Selected text:
########

Choked flow

Choked flow is a compressible flow effect. The parameter that becomes "choked" or "limited" is the fluid velocity.

Choked flow is a fluid dynamic condition associated with the Venturi effect. When a flowing fluid at a given pressure and temperature passes through a restriction (such as the throat of a convergent-divergent nozzle or a valve in a pipe) into a lower pressure environment the fluid velocity increases. At initially subsonic upstream conditions, the conservation of mass principle requires the fluid velocity to increase as it flows through the smaller cross-sectional area of the restriction. At the same time, the Venturi effect causes the static pressure, and therefore the density, to decrease downstream beyond the restriction. Choked flow is a limiting condition where the mass flow will not increase with a further decrease in the downstream pressure environment while upstream pressure is fixed. Note that the limited parameter is velocity, and thus mass flow can be increased with increased upstream pressure (increased fluid density).

For homogeneous fluids, the physical point at which the choking occurs for adiabatic conditions, is when the exit plane velocity is at sonic conditions i.e. at a Mach number of 1. At choked flow, the mass flow rate can be increased only by increasing density upstream and at the choke point.

########

Stated goal: Please rewrite the passage of the choked flow text that begins with "For homogeneous fluids, the" and ends with "the choke point.", putting "isentropic" in place of "adiabatic". The records are separate from the choked flow text.

########

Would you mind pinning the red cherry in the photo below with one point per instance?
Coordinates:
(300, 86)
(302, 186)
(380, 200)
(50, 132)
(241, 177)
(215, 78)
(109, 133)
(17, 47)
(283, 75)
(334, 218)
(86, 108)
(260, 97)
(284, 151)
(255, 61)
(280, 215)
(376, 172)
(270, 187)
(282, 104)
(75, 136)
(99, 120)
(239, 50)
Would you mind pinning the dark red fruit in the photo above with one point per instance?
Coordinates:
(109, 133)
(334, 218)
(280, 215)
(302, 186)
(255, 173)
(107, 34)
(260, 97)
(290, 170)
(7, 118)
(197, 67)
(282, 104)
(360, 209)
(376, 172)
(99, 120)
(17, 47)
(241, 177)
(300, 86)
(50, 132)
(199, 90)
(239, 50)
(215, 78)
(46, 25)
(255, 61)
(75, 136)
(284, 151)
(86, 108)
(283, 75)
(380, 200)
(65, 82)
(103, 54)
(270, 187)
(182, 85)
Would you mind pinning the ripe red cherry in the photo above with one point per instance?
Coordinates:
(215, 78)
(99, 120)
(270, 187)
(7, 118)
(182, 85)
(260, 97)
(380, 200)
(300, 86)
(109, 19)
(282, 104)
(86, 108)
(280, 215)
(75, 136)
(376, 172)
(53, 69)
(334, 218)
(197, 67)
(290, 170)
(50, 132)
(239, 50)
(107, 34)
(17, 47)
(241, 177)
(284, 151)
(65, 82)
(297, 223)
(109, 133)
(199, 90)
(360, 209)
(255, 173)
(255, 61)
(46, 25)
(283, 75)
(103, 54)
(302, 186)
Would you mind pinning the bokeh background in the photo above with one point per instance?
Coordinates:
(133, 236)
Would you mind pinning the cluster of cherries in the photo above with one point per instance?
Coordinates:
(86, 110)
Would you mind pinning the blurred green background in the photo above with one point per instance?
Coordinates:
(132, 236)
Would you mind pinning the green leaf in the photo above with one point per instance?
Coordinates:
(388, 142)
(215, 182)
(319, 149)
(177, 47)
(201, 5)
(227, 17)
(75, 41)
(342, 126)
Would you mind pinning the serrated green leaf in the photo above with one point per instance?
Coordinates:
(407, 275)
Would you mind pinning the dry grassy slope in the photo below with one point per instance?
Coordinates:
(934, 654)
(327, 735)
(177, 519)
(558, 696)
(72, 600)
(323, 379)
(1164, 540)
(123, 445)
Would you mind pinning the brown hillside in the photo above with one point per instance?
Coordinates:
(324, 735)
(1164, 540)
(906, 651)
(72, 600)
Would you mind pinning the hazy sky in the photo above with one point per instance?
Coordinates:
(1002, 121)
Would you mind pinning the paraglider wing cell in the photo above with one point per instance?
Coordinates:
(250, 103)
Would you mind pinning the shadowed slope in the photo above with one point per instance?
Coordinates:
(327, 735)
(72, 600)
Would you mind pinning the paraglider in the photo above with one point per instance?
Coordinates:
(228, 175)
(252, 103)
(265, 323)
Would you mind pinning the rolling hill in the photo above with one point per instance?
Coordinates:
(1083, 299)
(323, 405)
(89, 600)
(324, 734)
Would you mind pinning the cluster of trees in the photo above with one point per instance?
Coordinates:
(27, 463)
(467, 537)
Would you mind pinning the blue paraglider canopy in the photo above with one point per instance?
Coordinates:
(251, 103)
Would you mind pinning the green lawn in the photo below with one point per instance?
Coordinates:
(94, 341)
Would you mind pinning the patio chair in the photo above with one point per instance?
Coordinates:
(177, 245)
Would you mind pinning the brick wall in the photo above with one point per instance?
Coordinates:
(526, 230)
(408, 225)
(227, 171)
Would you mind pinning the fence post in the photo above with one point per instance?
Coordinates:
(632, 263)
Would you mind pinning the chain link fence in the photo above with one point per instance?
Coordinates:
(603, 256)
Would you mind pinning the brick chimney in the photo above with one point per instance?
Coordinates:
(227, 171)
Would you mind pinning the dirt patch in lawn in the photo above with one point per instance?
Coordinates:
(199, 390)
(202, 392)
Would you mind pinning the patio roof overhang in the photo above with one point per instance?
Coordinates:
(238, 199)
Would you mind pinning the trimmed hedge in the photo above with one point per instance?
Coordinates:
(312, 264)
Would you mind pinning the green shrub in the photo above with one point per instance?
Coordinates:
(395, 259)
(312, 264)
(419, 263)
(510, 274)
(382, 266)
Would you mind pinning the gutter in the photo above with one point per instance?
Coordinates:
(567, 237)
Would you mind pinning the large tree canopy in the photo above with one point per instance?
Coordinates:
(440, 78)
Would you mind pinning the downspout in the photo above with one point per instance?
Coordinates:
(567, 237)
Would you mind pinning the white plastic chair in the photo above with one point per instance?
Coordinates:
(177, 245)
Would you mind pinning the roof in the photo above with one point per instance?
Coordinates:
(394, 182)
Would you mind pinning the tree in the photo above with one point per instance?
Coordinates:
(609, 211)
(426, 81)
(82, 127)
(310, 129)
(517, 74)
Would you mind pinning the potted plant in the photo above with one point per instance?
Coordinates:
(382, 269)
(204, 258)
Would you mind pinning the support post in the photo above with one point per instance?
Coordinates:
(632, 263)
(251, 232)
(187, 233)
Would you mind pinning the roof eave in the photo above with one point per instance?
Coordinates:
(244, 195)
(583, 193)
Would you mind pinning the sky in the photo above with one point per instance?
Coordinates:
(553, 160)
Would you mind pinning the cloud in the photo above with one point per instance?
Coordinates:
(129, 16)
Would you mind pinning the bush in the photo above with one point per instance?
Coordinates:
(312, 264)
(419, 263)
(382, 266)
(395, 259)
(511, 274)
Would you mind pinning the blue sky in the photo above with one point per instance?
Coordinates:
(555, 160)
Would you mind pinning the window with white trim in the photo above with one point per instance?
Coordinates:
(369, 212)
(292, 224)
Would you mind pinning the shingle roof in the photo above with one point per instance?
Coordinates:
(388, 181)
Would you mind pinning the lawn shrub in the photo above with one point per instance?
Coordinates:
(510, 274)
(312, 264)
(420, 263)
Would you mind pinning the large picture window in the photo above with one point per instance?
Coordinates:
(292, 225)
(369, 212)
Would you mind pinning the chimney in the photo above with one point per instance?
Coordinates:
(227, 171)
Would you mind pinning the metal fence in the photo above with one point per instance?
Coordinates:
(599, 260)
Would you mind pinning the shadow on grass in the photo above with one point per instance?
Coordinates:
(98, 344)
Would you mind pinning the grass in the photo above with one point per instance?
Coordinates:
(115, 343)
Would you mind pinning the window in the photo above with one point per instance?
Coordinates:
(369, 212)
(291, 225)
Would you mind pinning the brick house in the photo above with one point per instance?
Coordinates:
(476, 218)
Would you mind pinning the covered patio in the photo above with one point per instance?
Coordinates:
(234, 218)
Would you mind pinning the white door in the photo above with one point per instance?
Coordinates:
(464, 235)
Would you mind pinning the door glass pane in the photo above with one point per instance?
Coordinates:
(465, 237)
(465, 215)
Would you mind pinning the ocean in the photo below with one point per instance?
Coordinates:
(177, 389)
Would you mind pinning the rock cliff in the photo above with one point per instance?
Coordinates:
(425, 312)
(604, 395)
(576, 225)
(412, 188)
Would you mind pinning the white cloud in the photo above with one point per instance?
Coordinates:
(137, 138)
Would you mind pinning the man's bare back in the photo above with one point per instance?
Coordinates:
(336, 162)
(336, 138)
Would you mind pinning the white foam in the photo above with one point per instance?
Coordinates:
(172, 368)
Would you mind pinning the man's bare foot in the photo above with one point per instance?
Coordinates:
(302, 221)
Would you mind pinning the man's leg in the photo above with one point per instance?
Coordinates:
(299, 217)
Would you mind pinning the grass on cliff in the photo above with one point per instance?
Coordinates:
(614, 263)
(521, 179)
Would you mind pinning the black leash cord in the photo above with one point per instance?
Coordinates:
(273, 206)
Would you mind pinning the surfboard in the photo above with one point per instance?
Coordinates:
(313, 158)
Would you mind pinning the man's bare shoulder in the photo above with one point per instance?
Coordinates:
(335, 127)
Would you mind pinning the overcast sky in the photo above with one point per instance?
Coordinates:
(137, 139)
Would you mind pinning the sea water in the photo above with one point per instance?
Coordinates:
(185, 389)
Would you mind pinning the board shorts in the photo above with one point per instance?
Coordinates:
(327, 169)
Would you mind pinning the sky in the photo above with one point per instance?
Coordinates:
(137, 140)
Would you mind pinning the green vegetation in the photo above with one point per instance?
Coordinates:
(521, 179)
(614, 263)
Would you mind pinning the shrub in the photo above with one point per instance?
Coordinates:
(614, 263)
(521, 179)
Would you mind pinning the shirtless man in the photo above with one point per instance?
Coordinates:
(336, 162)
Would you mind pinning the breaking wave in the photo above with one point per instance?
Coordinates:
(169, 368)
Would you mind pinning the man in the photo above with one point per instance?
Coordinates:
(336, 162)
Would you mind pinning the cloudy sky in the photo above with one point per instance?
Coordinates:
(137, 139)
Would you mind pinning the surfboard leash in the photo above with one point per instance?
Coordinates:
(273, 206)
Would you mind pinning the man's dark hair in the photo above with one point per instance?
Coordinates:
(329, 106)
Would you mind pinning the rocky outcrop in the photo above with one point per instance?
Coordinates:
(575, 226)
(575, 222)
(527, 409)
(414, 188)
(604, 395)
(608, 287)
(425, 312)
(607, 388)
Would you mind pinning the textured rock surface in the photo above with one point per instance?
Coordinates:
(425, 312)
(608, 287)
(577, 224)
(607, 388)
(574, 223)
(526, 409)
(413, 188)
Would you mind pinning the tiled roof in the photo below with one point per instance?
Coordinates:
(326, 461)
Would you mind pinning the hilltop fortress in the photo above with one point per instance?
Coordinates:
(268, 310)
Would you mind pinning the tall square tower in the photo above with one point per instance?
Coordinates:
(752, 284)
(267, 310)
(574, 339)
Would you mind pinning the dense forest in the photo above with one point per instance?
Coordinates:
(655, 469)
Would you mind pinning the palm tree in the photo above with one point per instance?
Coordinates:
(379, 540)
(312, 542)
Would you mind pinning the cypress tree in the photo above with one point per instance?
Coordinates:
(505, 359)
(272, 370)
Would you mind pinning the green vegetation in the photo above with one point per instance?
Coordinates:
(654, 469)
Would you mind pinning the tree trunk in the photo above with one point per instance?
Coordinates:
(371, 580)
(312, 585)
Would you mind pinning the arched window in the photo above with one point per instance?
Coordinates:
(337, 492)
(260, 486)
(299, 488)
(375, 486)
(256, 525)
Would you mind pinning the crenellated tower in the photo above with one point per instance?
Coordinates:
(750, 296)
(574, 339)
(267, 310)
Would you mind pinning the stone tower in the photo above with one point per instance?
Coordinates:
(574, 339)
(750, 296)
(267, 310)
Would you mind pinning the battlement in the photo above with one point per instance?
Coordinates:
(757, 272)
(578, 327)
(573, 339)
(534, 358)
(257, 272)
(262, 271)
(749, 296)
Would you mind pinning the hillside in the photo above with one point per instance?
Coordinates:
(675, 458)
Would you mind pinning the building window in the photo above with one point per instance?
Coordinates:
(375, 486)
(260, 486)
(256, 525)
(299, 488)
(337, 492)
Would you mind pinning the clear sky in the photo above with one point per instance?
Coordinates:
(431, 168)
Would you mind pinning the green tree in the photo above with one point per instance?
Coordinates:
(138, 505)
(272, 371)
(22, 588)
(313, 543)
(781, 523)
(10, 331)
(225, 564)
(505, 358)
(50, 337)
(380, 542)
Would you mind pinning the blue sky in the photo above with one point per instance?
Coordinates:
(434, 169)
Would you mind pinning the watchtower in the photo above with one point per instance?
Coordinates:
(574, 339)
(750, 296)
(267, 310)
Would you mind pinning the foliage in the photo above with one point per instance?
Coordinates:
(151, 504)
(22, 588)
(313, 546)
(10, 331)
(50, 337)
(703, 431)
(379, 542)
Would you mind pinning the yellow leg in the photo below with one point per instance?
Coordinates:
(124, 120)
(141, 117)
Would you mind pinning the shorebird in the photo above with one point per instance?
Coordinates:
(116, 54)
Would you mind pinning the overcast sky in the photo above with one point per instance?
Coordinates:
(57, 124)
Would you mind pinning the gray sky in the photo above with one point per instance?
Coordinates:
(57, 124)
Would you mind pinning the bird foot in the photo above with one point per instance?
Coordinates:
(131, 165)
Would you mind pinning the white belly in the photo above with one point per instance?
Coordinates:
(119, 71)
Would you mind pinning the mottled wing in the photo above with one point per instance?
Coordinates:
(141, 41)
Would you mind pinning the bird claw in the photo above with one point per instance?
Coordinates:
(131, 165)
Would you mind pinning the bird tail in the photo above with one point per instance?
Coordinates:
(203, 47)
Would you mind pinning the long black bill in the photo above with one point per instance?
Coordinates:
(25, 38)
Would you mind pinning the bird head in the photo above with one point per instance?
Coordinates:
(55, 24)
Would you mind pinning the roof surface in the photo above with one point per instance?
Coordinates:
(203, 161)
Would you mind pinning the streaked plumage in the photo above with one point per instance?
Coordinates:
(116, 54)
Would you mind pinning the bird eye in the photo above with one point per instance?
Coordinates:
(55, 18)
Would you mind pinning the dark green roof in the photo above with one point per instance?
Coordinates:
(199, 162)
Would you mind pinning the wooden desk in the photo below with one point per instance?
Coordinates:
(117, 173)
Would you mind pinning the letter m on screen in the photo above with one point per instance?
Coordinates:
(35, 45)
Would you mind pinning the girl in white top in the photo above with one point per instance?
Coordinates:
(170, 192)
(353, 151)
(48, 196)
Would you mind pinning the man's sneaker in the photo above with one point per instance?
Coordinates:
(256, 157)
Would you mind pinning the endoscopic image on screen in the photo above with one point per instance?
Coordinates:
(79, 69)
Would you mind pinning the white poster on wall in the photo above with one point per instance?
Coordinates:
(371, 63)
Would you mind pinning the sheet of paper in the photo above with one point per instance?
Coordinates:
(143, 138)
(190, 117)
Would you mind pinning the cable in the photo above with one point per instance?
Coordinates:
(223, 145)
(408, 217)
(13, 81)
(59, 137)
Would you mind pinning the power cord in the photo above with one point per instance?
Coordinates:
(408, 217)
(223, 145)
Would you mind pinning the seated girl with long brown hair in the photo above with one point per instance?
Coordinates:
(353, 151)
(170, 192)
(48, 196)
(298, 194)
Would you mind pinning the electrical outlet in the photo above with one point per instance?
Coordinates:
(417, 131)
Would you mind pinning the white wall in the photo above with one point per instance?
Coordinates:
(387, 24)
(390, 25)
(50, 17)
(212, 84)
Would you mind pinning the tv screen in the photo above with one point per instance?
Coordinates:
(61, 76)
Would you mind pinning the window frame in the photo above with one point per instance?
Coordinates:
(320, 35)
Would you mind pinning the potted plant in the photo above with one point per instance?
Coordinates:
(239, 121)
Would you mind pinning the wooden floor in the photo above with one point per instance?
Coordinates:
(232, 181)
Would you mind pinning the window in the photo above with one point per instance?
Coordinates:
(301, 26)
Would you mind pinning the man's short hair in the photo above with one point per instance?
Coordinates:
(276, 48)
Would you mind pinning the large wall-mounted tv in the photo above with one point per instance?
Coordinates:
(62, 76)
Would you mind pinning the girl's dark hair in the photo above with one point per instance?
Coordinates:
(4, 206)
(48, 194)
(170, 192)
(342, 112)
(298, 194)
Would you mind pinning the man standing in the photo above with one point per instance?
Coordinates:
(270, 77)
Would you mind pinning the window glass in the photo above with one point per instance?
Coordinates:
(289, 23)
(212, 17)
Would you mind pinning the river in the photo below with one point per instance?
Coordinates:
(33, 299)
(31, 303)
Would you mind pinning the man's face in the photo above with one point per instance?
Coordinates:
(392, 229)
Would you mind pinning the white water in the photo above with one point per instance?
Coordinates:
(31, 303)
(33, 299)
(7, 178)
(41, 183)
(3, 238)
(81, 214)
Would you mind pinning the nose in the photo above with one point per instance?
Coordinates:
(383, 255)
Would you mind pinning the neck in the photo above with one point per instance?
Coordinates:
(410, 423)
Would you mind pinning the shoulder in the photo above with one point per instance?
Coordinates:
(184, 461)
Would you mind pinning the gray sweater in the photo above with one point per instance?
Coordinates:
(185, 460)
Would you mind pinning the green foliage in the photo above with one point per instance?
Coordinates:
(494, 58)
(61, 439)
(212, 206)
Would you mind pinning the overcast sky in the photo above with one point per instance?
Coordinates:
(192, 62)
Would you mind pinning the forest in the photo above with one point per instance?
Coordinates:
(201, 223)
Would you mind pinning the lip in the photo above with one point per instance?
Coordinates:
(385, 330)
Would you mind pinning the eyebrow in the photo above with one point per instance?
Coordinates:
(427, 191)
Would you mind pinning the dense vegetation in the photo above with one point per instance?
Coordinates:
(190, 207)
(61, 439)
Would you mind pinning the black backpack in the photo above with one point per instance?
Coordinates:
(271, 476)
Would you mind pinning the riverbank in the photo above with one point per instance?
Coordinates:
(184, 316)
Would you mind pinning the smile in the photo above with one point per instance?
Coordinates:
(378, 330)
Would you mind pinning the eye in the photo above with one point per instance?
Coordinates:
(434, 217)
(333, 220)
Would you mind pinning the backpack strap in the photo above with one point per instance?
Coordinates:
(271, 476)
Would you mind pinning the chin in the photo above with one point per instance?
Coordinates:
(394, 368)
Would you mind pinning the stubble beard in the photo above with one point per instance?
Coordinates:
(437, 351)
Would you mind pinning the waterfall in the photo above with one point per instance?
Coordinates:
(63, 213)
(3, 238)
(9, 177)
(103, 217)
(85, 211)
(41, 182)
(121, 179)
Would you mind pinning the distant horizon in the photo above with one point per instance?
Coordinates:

########

Result of the task:
For homogeneous fluids, the physical point at which the choking occurs for isentropic conditions, is when the exit plane velocity is at sonic conditions i.e. at a Mach number of 1. At choked flow, the mass flow rate can be increased only by increasing density upstream and at the choke point.